■ ZITIERTER TEXT
==========
Protocol of the Session on June 23, 2016

Eine der Forderungen aus dem Gespräch mit den Banken war auch, vorhandenes Vermögen einzusetzen, um durch die Krise zu kommen, es aber so einzusetzen, dass es nicht verwertet, das heißt verkauft werden muss, sondern gegebenenfalls nach der Krise dem Betrieb weiter zur Verfügung steht.

Wir möchten Liquiditätshilfeprogramme in Form von Bürgschaften zur Verfügung stellen. Dazu gab es auch schon die ersten Gespräche mit dem Finanzministerium. Die entsprechenden Anträge an die Europäische Union zur Notifizierung werden vorbereitet. Wir möchten – dazu gibt es auch die entsprechenden Zusagen –, dass alle europäischen und bundesdeutschen Hilfsgelder, die den Landwirten zur Verfügung gestellt werden und die eine Kofinanzierung durch den Freistaat benötigen, auch kofinanziert werden.

(Beifall des Abg. Christian Hartmann, CDU)
==========
■ BEREITGESTELLTE DATENSÄTZE
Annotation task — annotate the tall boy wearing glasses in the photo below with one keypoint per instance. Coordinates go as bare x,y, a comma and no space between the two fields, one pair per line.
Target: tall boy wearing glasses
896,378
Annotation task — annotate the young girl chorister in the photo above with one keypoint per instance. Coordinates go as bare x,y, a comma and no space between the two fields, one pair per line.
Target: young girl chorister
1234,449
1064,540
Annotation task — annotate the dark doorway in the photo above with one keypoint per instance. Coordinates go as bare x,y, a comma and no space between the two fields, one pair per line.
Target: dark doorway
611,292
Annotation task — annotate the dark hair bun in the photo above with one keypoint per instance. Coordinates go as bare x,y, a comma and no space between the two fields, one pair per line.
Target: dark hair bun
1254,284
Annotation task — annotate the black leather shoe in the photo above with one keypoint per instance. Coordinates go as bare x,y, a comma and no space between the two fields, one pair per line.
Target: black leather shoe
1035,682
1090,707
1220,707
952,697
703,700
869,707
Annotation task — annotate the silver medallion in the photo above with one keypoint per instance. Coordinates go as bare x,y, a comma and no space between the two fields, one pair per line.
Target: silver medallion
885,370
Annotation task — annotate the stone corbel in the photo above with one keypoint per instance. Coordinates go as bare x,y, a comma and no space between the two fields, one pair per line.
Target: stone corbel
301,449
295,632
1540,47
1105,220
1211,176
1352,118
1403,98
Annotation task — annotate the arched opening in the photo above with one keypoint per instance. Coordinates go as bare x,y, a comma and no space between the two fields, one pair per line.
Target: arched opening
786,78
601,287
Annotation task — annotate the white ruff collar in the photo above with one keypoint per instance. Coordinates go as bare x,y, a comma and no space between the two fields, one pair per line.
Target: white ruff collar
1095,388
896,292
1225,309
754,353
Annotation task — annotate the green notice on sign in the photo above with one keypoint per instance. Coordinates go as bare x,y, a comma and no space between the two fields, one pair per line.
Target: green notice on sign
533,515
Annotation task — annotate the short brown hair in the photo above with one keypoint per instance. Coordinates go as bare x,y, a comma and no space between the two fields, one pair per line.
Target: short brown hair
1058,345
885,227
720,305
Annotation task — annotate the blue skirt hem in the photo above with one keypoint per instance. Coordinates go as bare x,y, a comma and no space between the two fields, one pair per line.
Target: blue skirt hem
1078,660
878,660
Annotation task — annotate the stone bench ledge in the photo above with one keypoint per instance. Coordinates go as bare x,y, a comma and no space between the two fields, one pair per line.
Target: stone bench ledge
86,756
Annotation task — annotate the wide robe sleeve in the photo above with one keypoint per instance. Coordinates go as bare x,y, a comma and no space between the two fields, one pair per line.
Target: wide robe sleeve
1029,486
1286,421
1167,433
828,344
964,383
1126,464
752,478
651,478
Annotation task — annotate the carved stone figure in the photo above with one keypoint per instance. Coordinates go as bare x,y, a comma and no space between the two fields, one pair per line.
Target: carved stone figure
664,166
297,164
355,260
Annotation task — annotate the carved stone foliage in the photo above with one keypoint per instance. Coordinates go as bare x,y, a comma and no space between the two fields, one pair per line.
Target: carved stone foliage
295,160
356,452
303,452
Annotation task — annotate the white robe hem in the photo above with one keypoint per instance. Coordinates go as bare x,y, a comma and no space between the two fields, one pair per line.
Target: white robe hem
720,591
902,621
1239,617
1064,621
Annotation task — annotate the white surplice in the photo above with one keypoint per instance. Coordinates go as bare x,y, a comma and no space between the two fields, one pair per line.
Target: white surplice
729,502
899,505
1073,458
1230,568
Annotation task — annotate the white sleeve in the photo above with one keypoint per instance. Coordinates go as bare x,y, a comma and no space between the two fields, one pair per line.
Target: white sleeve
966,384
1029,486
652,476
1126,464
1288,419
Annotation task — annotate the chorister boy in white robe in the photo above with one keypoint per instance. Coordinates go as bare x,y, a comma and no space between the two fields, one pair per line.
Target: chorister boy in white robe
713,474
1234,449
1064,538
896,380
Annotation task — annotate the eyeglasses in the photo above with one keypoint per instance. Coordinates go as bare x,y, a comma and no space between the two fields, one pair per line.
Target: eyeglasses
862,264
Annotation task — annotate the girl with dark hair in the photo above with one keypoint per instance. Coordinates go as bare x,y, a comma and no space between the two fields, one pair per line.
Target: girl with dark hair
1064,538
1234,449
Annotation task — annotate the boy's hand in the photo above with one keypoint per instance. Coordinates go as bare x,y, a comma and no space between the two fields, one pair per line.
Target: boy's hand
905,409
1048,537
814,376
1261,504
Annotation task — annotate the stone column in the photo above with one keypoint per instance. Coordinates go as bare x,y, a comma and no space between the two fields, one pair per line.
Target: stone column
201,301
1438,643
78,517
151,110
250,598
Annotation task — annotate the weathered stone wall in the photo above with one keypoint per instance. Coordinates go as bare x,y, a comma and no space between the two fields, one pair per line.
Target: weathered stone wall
==========
■ AUFGABENSTELLUNG
A – Wähle jede Zeile der Datensätze aus, in der die Zeichenfolge „wall“ vorkommt. Achte dabei auf Groß- und Kleinschreibung.
B – Führe das Sitzungsprotokoll über Hilfen für Landwirte im Anschluss an seine letzte Zeile weiter.

■ LÖSUNGEN
A –
Annotation task — annotate the weathered stone wall in the photo above with one keypoint per instance. Coordinates go as bare x,y, a comma and no space between the two fields, one pair per line.
Target: weathered stone wall

B –
Daneben erwarten wir eine ganze Reihe von Maßnahmen vom Bund, die auch schon regelmäßig in den Wahlprogrammen und an anderer Stelle auftauchen. Sie schaffen es gelegentlich bis in die Schlussrunde bei den Koalitionsgesprächen, kommen dann aber doch meistens nicht durch. Das beginnt zum Beispiel bei folgenden Punkten: steuerliche Risikoausgleichsrücklagen, Aufnahme zusätzlicher Versicherungsrisiken, Erhöhung und Verstetigung des Zuschusses für die Beiträge zu den agrarsozialen Sicherungssystemen, Anpassung der Gasbeihilfe an den europaweiten Durchschnitt.

Wir sind ebenfalls der Meinung, dass die EU auch ihren Teil dazu leisten muss. Sie muss uns Beihilferegelungen ermöglichen, damit wir Bürgschaften ausreichen können. Es müssen freiwillige Vereinbarungen über die kartellrechtlich relevante Milchmengensteuerung auch für mehr als sechs Monate getroffen werden können. Ebenso muss es die Möglichkeit geben, wenn Betriebe aus der Produktion aussteigen möchten, dass die Fördermittel, für die es noch Investitionsbindefristen gibt, nicht zurückgezahlt werden müssen.

Ich möchte an dieser Stelle noch auf die Rolle des Lebensmitteleinzelhandels eingehen. Ich möchte ihn an dieser Stelle auffordern, seine Marktmacht nicht gnadenlos auszunutzen, um den letzten Pfennig aus den Landwirten herauszupressen.

(Vereinzelt Beifall bei der CDU)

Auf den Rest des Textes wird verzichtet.